Übungsaufgaben:
[A] In welcher Stadt findet laut dem Textauszug der Super Bowl statt?
[B] Übernimm aus dem Textauszug wortgetreu den Abschnitt, der bei „Eigentlich schade, dass“ beginnt und bei „Makulatur werden lassen.“ endet.

Vorliegender Textauszug:
Blick über den Teich, NFL

Heute Nacht geht es los. Die NFL, die mit Abstand reichste Liga der Welt eröffnet ihre Pforten. Wie üblich beginnt der Titelverteidiger, also die Kansas City Chiefs (gegen die Detroit Lions mit dem deutschen Wide Receiver Amon Ra St. Brown). Und geht es nach den Wettquoten und vielen Experten, werden sie das auch im nächsten Jahr tun. Wie immer, ermitteln die  Ersten der AFC und NFC die beiden Kontrahenten um den Super Bowl, der am 11. Februar in Las Vegas ausgetragen wird.

Die AFC

Eigentlich schade, dass es unmöglich ist, dass zwei AFC-Teams ins Finale kommen können. Die ist zumindest der Papierform nach der NFC haushoch überlegen, zumal jetzt auch noch Aaron Rodgers von den Packers zu den Jets gewechselt ist. Sicher eine Verstärkung, auch wenn seine allerbesten Zeiten wohl vorbei sind. Meine Favoriten, und jede Verletzung kann das zur Makulatur werden lassen.

Die Chiefs muss man erst mal schlagen mit dem zurzeit überragenden Quarterback Patrick Mahomes. Die Offensive hat großartige Waffen mit Travis Kelce, auch wenn der langsam in die Jahre kommt. Allerdings hat er sich offenbar gerade eine Knieveletzung zugezogen und ist zumindest für den Saisonstart fraglich. Ich bin ziemlich gespannt auf die Broncos. Nach dem Trainerdesaster um Nathaniel Hackett, der nicht einmal eine Saison durchhalten durfte, ist jetzt mit Sean Payton ein höchst erfolgreicher Coach an der Linie, der die Saints um Drew Brees zum Super Bowl 2009 führte. Kriegt er vielleicht sogar QB Russell Wilson wieder in die Spur? Man darf nach der Pre Season, auch wenn man die nicht zu hoch hängen sollte, Zweifel bekommen.

Erfasste Daten:
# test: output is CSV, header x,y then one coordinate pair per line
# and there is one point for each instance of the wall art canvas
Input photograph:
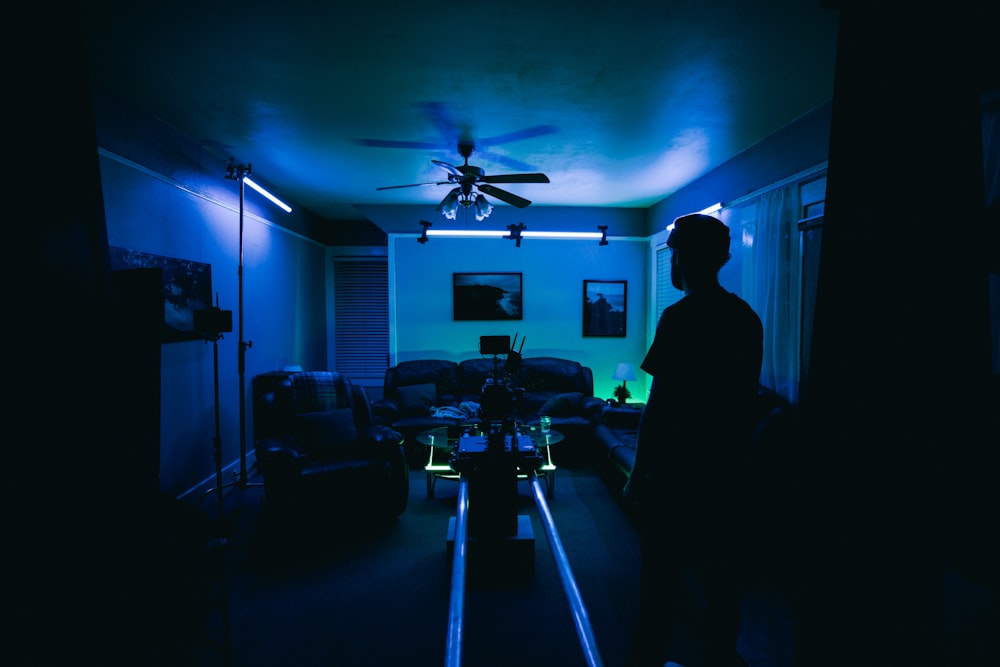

Lösungsübersicht:
[A] In Las Vegas.

[B]
Eigentlich schade, dass es unmöglich ist, dass zwei AFC-Teams ins Finale kommen können. Die ist zumindest der Papierform nach der NFC haushoch überlegen, zumal jetzt auch noch Aaron Rodgers von den Packers zu den Jets gewechselt ist. Sicher eine Verstärkung, auch wenn seine allerbesten Zeiten wohl vorbei sind. Meine Favoriten, und jede Verletzung kann das zur Makulatur werden lassen.